[Saved entries]

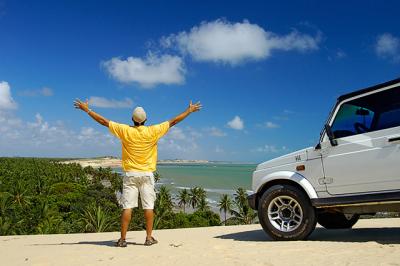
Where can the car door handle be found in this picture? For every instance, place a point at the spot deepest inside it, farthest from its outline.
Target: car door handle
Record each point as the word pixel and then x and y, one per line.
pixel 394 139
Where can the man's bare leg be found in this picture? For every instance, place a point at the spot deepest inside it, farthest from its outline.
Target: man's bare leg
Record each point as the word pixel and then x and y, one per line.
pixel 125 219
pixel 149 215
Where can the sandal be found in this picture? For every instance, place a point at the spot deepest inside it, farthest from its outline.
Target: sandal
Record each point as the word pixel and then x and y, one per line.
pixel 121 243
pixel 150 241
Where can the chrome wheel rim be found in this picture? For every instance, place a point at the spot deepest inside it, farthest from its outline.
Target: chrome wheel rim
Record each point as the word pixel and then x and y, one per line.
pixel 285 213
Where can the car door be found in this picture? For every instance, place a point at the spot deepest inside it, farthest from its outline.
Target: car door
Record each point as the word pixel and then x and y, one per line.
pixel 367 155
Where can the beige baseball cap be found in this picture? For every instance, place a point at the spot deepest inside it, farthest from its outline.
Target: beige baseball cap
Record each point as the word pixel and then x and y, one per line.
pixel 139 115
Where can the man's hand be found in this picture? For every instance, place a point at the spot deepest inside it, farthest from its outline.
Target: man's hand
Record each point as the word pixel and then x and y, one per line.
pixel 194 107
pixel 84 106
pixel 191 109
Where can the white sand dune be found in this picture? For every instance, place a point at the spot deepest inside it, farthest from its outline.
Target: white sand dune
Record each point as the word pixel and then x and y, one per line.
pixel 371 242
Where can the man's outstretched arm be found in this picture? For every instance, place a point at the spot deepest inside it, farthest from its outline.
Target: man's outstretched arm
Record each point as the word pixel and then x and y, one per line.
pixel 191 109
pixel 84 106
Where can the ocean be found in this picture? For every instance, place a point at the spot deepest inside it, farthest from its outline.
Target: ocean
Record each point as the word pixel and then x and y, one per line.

## Problem details:
One line above contains "Target: ocean". Output that line and each one after it, word for word, and nothing else.

## Answer to this problem:
Target: ocean
Record each point as the word pixel and then x and y, one per line.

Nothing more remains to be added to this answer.